● EXERCISE INSTRUCTIONS
- A) Answer these three questions from the passage on Bristol-Myers Squibb's virology franchise, one answer per line:
(i) Which company launched generic entecavir, and in what month and year?
(ii) In what month and year was Daklinza launched in Germany?
(iii) About what percentage of the total assets of the Health Care Select Sector SPDR ETF (XLV) does Bristol-Myers Squibb form?
- B) Using the passage on Bristol-Myers Squibb's virology franchise, explain why Reyataz's revenues fell in 2014.

● EXERCISE PASSAGE
━━━━━━━━━━━━━━━━━━━━

Bristol-Myers Squibb’s (BMY) virology franchise is focused on addressing the significant unmet medical needs of patients with chronic viral diseases and related illnesses like Hepatitis B, Hepatitis C, HIV (human immunodeficiency virus), and AIDS (acquired immunodeficiency syndrome).
There are three key products under BMY’s virology franchise. Each one has contributed more than $1 billion every year since 2012. The products are Baraclude, Reyataz, and Sustiva.
Baraclude (entecavir) is an oral antiviral for the treatment of Hepatitis B. Baraclude’s revenues for 2014 decreased due to the launch of generic entecavir by Teva Pharmaceutical (TEVA) in September 2014. The increase in revenues for 2013 was due to increased demand as well as a higher average net selling price.
Reyataz (atazanavir) is a protease inhibitor for the treatment of HIV. Reyataz’s revenues for 2014 decreased due to lower demand as a result of competitors’ products. There was also an impact of unfavorable foreign exchange.
Sustiva (efavirenz) is a non-nucleoside reverse-transcriptase inhibitor for the treatment of HIV. Atripla, which also contains efavirenz, is sold through BMY’s alliance with Gilead Sciences (GILD). Revenues for these drugs increased in US markets due to higher average net selling prices partially offset by lower demand. For international markets, revenues decreased in 2014 following Sustiva’s loss of exclusivity in European markets in November 2013. Revenues were also affected by Atripla’s revenue sharing with Gilead.
Hepatitis C franchise deals include the drugs Daklinza and Sunvepra. Daklinza was launched in Germany in August 2014 and other European Union countries in September 2014. Both these drugs were launched in Japan in September 2014.
Research and development
Bristol-Myers Squibb (BMY) is focused on developing new medicines and treatments for HIV and AIDS and exploring new ways to attack HIV to make treatments simpler. The company is also working to provide new treatments for Hepatitis B and Hepatitis C. In spite of some effective therapies, the company has faced problems related to drug potency, resistance, and tolerability.
BMY’s virology franchise has competitors such as GlaxoSmithKline (GSK) and Mylan N.V. (MYL). Bristol-Myers Squibb (BMY) forms about 3.8% of the total assets of the Health Care Select Sector SPDR ETF (XLV).

━━━━━━━━━━━━━━━━━━━━

● GIVEN DATA
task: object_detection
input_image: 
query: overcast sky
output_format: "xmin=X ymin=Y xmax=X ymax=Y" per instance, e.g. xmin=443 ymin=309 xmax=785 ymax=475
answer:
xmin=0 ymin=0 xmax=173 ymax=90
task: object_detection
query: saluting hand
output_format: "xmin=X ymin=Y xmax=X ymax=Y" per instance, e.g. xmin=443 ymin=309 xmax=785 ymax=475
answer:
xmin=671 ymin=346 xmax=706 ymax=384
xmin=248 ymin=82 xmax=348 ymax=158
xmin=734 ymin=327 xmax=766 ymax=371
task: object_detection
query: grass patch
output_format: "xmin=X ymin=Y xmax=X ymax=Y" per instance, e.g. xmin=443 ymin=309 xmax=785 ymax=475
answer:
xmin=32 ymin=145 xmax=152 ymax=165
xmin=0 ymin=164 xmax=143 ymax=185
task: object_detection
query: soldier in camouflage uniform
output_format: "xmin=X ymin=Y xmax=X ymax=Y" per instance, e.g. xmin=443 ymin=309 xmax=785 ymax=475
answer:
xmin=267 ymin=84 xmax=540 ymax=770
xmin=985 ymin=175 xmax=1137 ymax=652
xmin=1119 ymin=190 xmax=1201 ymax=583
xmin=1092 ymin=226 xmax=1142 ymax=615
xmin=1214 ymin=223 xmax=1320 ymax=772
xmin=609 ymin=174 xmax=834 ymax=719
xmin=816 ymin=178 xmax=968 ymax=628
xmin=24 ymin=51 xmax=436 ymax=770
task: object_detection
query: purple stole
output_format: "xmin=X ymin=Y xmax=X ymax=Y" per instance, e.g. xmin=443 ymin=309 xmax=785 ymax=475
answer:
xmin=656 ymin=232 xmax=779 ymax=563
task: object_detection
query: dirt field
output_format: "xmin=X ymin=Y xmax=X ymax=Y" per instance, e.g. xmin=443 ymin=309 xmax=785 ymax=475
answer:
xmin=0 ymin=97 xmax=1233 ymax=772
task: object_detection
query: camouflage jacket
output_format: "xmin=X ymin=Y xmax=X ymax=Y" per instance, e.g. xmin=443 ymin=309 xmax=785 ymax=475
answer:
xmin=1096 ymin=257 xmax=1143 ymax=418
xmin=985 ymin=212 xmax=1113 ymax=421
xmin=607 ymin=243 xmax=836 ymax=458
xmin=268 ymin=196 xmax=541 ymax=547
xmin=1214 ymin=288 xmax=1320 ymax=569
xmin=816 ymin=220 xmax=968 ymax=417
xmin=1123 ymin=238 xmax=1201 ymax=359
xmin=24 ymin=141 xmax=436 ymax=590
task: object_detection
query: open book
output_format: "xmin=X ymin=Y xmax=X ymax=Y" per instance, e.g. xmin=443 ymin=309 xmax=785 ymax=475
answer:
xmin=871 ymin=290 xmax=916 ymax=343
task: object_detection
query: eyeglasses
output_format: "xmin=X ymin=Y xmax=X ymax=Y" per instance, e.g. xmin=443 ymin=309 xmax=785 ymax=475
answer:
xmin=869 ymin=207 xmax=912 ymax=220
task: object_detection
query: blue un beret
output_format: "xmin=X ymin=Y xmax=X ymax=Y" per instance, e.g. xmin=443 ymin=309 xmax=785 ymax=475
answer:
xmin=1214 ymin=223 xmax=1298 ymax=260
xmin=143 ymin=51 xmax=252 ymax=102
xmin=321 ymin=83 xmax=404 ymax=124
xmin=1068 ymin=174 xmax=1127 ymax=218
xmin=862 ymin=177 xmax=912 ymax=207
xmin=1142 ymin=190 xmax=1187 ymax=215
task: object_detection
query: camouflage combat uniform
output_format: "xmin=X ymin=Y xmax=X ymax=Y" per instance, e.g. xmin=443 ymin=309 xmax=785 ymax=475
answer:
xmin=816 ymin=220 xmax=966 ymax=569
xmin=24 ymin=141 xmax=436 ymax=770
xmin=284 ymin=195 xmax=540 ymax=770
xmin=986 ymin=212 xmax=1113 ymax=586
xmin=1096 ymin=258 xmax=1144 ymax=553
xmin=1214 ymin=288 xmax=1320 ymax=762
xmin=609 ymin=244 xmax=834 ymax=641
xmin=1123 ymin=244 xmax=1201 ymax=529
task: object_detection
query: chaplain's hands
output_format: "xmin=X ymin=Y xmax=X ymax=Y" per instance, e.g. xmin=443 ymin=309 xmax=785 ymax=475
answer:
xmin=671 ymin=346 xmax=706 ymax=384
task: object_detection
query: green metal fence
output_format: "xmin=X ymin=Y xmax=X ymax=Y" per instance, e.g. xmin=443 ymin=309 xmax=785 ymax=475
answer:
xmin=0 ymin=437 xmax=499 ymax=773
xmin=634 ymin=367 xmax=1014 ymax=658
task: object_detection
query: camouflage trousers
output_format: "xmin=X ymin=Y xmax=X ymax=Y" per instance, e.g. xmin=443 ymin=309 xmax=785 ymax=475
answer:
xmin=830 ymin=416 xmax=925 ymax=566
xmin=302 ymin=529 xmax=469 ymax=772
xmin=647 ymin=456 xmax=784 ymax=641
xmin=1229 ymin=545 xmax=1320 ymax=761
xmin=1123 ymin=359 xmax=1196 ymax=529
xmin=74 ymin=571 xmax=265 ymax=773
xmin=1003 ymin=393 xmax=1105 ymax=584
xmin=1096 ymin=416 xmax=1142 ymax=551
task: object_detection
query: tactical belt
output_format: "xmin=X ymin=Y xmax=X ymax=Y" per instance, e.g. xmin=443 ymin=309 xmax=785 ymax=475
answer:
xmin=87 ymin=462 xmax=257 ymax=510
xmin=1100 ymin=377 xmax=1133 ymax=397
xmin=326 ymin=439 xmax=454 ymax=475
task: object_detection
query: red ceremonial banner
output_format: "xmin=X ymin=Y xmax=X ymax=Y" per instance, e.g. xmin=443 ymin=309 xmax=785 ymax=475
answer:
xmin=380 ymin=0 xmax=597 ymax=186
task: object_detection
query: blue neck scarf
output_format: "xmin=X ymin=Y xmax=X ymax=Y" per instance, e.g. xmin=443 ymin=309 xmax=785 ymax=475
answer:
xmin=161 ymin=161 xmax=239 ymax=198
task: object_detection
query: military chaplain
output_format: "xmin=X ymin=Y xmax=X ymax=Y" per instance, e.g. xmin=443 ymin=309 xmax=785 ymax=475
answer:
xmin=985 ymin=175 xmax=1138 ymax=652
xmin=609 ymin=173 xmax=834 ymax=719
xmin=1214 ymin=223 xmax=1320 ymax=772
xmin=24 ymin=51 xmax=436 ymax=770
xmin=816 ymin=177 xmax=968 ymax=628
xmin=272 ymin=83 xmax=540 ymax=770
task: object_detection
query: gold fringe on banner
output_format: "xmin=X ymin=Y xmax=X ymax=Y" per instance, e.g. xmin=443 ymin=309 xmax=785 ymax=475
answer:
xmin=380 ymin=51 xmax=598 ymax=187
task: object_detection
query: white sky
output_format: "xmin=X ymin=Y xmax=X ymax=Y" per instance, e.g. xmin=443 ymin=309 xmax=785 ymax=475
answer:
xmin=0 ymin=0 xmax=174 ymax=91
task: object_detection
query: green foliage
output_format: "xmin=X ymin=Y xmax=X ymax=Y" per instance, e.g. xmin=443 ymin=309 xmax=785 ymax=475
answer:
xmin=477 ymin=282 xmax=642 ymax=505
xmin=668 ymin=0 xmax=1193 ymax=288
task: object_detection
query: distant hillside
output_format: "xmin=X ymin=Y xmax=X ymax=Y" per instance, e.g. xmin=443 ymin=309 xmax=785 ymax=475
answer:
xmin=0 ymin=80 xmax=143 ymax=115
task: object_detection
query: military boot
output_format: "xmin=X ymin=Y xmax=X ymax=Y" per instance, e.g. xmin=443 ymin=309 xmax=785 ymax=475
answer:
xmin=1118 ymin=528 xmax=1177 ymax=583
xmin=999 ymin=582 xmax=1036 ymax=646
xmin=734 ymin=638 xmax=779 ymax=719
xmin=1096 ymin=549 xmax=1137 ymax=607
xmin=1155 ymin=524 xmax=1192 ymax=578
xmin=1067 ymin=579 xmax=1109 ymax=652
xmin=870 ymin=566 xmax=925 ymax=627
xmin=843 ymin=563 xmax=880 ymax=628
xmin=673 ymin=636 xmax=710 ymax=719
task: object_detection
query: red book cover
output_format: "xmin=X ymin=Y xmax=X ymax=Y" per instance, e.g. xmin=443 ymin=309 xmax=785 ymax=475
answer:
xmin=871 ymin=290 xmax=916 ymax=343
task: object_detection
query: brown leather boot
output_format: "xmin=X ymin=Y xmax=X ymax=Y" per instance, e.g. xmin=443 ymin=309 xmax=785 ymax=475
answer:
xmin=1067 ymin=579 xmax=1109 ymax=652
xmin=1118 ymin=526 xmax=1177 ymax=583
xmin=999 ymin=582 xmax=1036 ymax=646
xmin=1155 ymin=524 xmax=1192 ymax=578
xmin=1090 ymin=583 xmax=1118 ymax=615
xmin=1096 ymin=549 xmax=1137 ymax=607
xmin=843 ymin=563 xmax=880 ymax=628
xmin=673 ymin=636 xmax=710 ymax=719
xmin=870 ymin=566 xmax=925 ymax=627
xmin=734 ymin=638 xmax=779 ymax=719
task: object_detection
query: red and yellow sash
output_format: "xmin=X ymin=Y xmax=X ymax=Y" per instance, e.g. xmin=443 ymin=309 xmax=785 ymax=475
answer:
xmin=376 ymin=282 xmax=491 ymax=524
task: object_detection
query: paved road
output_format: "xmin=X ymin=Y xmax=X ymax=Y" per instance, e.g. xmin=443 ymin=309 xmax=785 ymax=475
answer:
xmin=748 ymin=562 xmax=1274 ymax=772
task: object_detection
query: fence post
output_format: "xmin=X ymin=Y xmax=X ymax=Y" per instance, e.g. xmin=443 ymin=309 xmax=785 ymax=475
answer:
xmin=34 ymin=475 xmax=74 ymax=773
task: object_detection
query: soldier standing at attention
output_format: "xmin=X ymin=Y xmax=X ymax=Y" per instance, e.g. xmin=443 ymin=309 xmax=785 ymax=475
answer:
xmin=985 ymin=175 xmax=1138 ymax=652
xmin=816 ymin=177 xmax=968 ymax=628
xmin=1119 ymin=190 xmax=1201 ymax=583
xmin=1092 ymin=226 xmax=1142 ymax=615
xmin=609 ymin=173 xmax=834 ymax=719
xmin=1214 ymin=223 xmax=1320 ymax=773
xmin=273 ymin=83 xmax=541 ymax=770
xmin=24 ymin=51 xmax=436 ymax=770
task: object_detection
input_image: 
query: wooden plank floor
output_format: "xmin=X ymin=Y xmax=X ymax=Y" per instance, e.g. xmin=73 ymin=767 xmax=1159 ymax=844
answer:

━━━━━━━━━━━━━━━━━━━━

● RESULTS
- A)
(i) Teva Pharmaceutical (TEVA), in September 2014.
(ii) August 2014.
(iii) About 3.8%.

- B) Reyataz's 2014 revenues fell because competitors' products lowered demand for it. Unfavorable foreign exchange also hurt revenues.